- _PROBLEM_
Render every line of the entries below as a Markdown table with the columns "No." and "Line". Put the line's sequence number under "No." and the line itself under "Line", and skip blank lines.

Dataset entries:

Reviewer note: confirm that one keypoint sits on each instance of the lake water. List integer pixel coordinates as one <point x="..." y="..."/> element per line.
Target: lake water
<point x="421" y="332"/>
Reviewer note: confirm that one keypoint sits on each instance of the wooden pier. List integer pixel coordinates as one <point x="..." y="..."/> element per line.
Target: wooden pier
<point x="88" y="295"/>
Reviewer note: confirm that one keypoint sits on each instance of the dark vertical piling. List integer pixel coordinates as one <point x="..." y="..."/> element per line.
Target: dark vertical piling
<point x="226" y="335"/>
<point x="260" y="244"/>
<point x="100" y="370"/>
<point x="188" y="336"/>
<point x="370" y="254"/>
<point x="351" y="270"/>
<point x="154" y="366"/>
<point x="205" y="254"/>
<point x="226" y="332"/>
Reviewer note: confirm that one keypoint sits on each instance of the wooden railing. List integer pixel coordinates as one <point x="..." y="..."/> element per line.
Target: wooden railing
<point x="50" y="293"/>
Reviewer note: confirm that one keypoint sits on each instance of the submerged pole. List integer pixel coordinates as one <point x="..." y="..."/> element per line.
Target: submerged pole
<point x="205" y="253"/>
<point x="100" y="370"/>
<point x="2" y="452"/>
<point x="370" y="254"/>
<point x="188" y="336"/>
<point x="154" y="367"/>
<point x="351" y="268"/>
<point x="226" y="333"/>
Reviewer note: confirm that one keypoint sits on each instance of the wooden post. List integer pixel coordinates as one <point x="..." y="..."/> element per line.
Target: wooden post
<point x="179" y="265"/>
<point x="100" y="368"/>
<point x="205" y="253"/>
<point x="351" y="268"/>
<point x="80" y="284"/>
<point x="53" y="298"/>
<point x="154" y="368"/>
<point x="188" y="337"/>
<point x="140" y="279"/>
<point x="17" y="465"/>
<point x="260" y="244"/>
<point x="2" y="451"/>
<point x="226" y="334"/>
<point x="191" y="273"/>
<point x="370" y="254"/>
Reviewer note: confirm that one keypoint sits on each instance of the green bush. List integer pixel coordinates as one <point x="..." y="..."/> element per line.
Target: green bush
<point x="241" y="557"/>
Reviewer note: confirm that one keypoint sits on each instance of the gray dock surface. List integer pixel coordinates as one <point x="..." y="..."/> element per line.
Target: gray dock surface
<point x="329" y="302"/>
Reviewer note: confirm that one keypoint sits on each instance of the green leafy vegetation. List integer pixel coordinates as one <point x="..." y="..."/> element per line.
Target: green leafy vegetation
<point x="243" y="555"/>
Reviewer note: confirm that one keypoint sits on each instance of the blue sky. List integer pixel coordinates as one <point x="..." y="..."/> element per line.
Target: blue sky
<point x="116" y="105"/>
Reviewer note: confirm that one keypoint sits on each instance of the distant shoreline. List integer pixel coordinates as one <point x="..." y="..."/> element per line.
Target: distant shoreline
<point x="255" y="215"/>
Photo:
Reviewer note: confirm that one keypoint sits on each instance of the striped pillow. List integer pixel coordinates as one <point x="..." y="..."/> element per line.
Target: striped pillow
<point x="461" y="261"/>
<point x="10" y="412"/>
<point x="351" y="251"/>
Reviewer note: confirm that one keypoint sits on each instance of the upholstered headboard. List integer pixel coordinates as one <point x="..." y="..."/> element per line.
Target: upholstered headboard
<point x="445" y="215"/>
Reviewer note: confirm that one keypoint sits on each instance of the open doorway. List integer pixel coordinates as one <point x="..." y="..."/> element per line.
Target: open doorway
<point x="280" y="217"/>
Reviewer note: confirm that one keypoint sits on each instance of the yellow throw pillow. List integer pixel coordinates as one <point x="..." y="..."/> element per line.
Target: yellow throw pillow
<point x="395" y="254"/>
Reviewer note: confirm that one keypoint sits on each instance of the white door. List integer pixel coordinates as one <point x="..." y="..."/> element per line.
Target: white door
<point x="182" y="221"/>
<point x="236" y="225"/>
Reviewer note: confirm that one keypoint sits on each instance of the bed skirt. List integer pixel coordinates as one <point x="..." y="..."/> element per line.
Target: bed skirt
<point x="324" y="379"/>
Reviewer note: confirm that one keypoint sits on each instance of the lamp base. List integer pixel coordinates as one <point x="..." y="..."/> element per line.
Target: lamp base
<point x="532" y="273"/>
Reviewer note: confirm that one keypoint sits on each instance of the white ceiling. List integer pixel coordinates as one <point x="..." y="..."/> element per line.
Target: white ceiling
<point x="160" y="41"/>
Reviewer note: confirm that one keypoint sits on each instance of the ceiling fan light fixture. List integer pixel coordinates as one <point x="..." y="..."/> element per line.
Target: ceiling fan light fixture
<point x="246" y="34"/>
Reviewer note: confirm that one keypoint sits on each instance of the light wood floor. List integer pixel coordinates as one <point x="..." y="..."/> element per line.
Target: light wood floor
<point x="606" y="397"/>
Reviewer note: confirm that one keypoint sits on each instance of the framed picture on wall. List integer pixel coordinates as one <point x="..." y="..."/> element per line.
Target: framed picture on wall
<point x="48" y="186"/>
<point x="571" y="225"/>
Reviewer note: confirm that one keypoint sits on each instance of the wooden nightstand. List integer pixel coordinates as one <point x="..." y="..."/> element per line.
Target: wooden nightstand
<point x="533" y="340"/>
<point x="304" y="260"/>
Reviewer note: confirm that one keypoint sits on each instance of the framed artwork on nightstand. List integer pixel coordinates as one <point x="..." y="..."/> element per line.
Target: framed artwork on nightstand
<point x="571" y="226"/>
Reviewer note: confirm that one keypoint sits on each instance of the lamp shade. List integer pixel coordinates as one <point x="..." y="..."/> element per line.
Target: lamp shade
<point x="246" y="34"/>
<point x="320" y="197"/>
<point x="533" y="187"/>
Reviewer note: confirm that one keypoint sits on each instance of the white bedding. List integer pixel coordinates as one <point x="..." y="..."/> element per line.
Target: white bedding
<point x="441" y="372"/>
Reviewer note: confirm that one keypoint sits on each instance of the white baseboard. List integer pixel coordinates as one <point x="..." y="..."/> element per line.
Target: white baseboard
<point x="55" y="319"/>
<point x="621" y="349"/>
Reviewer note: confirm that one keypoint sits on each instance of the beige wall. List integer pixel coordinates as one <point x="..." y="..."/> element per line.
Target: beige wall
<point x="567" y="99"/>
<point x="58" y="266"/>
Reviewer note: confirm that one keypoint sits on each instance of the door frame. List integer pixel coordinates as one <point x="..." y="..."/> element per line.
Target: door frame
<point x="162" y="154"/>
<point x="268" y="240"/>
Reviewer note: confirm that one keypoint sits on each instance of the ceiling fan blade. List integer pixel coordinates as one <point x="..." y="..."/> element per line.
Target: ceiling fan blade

- _RESULT_
| No. | Line |
|---|---|
| 1 | Reviewer note: confirm that one keypoint sits on each instance of the lake water. List integer pixel coordinates as one <point x="..." y="..."/> element per line. |
| 2 | Target: lake water |
| 3 | <point x="421" y="332"/> |
| 4 | Reviewer note: confirm that one keypoint sits on each instance of the wooden pier. List integer pixel coordinates as one <point x="..." y="..."/> element per line. |
| 5 | Target: wooden pier |
| 6 | <point x="88" y="295"/> |
| 7 | Reviewer note: confirm that one keypoint sits on each instance of the dark vertical piling. List integer pixel coordinates as one <point x="..." y="..."/> element per line. |
| 8 | Target: dark vertical piling |
| 9 | <point x="226" y="335"/> |
| 10 | <point x="260" y="244"/> |
| 11 | <point x="100" y="370"/> |
| 12 | <point x="188" y="336"/> |
| 13 | <point x="370" y="254"/> |
| 14 | <point x="351" y="270"/> |
| 15 | <point x="154" y="366"/> |
| 16 | <point x="205" y="254"/> |
| 17 | <point x="226" y="332"/> |
| 18 | Reviewer note: confirm that one keypoint sits on each instance of the wooden railing. List integer pixel coordinates as one <point x="..." y="..."/> element per line. |
| 19 | Target: wooden railing |
| 20 | <point x="50" y="293"/> |
| 21 | Reviewer note: confirm that one keypoint sits on each instance of the submerged pole. List integer pixel coordinates as one <point x="..." y="..."/> element per line. |
| 22 | Target: submerged pole |
| 23 | <point x="205" y="253"/> |
| 24 | <point x="100" y="370"/> |
| 25 | <point x="2" y="452"/> |
| 26 | <point x="370" y="254"/> |
| 27 | <point x="188" y="336"/> |
| 28 | <point x="154" y="367"/> |
| 29 | <point x="351" y="268"/> |
| 30 | <point x="226" y="333"/> |
| 31 | Reviewer note: confirm that one keypoint sits on each instance of the wooden post. List integer pixel coordinates as one <point x="..." y="..."/> element per line. |
| 32 | Target: wooden post |
| 33 | <point x="179" y="265"/> |
| 34 | <point x="100" y="368"/> |
| 35 | <point x="205" y="253"/> |
| 36 | <point x="351" y="268"/> |
| 37 | <point x="80" y="284"/> |
| 38 | <point x="53" y="298"/> |
| 39 | <point x="154" y="368"/> |
| 40 | <point x="188" y="337"/> |
| 41 | <point x="140" y="279"/> |
| 42 | <point x="17" y="465"/> |
| 43 | <point x="260" y="244"/> |
| 44 | <point x="2" y="451"/> |
| 45 | <point x="226" y="334"/> |
| 46 | <point x="191" y="273"/> |
| 47 | <point x="370" y="254"/> |
| 48 | Reviewer note: confirm that one keypoint sits on each instance of the green bush. List integer pixel coordinates as one <point x="..." y="..."/> element per line. |
| 49 | Target: green bush |
| 50 | <point x="241" y="557"/> |
| 51 | Reviewer note: confirm that one keypoint sits on each instance of the gray dock surface. List integer pixel coordinates as one <point x="..." y="..."/> element per line. |
| 52 | Target: gray dock surface |
| 53 | <point x="329" y="302"/> |
| 54 | Reviewer note: confirm that one keypoint sits on each instance of the green leafy vegetation. List integer pixel coordinates as one <point x="..." y="..."/> element per line. |
| 55 | Target: green leafy vegetation |
| 56 | <point x="243" y="555"/> |
| 57 | Reviewer note: confirm that one keypoint sits on each instance of the blue sky. List integer pixel coordinates as one <point x="..." y="..."/> element per line. |
| 58 | Target: blue sky |
| 59 | <point x="116" y="105"/> |
| 60 | Reviewer note: confirm that one keypoint sits on each instance of the distant shoreline. List integer pixel coordinates as one <point x="..." y="..."/> element per line. |
| 61 | Target: distant shoreline |
| 62 | <point x="255" y="215"/> |
| 63 | Photo: |
| 64 | Reviewer note: confirm that one keypoint sits on each instance of the striped pillow. List integer pixel coordinates as one <point x="..." y="..."/> element per line. |
| 65 | Target: striped pillow |
| 66 | <point x="461" y="261"/> |
| 67 | <point x="10" y="412"/> |
| 68 | <point x="351" y="251"/> |
| 69 | Reviewer note: confirm that one keypoint sits on each instance of the upholstered headboard. List integer pixel coordinates as one <point x="..." y="..."/> element per line. |
| 70 | Target: upholstered headboard |
| 71 | <point x="445" y="215"/> |
| 72 | Reviewer note: confirm that one keypoint sits on each instance of the open doorway. List integer pixel coordinates as one <point x="..." y="..."/> element per line. |
| 73 | Target: open doorway |
| 74 | <point x="280" y="217"/> |
| 75 | Reviewer note: confirm that one keypoint sits on each instance of the yellow throw pillow. List integer pixel coordinates as one <point x="..." y="..."/> element per line. |
| 76 | Target: yellow throw pillow |
| 77 | <point x="395" y="254"/> |
| 78 | Reviewer note: confirm that one keypoint sits on each instance of the white door. List integer pixel coordinates as one <point x="..." y="..."/> element per line. |
| 79 | Target: white door |
| 80 | <point x="182" y="221"/> |
| 81 | <point x="236" y="225"/> |
| 82 | Reviewer note: confirm that one keypoint sits on each instance of the bed skirt. List integer pixel coordinates as one <point x="..." y="..."/> element per line. |
| 83 | Target: bed skirt |
| 84 | <point x="324" y="379"/> |
| 85 | Reviewer note: confirm that one keypoint sits on each instance of the lamp base. List integer pixel coordinates as one <point x="..." y="..."/> element per line. |
| 86 | Target: lamp base |
| 87 | <point x="532" y="273"/> |
| 88 | Reviewer note: confirm that one keypoint sits on each instance of the white ceiling. List integer pixel coordinates as one <point x="..." y="..."/> element per line. |
| 89 | Target: white ceiling |
| 90 | <point x="160" y="41"/> |
| 91 | Reviewer note: confirm that one keypoint sits on each instance of the ceiling fan light fixture. List integer pixel coordinates as one <point x="..." y="..."/> element per line. |
| 92 | Target: ceiling fan light fixture |
| 93 | <point x="246" y="34"/> |
| 94 | Reviewer note: confirm that one keypoint sits on each instance of the light wood floor. List integer pixel coordinates as one <point x="..." y="..."/> element per line. |
| 95 | Target: light wood floor |
| 96 | <point x="606" y="397"/> |
| 97 | Reviewer note: confirm that one keypoint sits on each instance of the framed picture on wall. List integer pixel coordinates as one <point x="..." y="..."/> element per line. |
| 98 | Target: framed picture on wall |
| 99 | <point x="48" y="186"/> |
| 100 | <point x="571" y="225"/> |
| 101 | Reviewer note: confirm that one keypoint sits on each instance of the wooden nightstand. List integer pixel coordinates as one <point x="..." y="..."/> element per line. |
| 102 | Target: wooden nightstand |
| 103 | <point x="533" y="340"/> |
| 104 | <point x="304" y="260"/> |
| 105 | Reviewer note: confirm that one keypoint sits on each instance of the framed artwork on nightstand. List integer pixel coordinates as one <point x="..." y="..."/> element per line. |
| 106 | Target: framed artwork on nightstand |
| 107 | <point x="571" y="226"/> |
| 108 | Reviewer note: confirm that one keypoint sits on each instance of the lamp shade. List integer pixel coordinates as one <point x="..." y="..."/> element per line. |
| 109 | Target: lamp shade |
| 110 | <point x="246" y="34"/> |
| 111 | <point x="320" y="197"/> |
| 112 | <point x="533" y="187"/> |
| 113 | Reviewer note: confirm that one keypoint sits on each instance of the white bedding. List integer pixel coordinates as one <point x="..." y="..."/> element per line. |
| 114 | Target: white bedding |
| 115 | <point x="441" y="372"/> |
| 116 | Reviewer note: confirm that one keypoint sits on each instance of the white baseboard. List integer pixel coordinates as one <point x="..." y="..."/> element per line. |
| 117 | Target: white baseboard |
| 118 | <point x="55" y="319"/> |
| 119 | <point x="621" y="349"/> |
| 120 | Reviewer note: confirm that one keypoint sits on each instance of the beige wall. List integer pixel coordinates as one <point x="..." y="..."/> element per line. |
| 121 | Target: beige wall |
| 122 | <point x="567" y="99"/> |
| 123 | <point x="58" y="266"/> |
| 124 | Reviewer note: confirm that one keypoint sits on each instance of the door frame. List integer pixel coordinates as one <point x="..." y="..."/> element per line. |
| 125 | Target: door frame |
| 126 | <point x="162" y="154"/> |
| 127 | <point x="268" y="240"/> |
| 128 | Reviewer note: confirm that one keypoint sits on each instance of the ceiling fan blade. List integer pixel coordinates as one <point x="..." y="..."/> element per line. |
| 129 | Target: ceiling fan blade |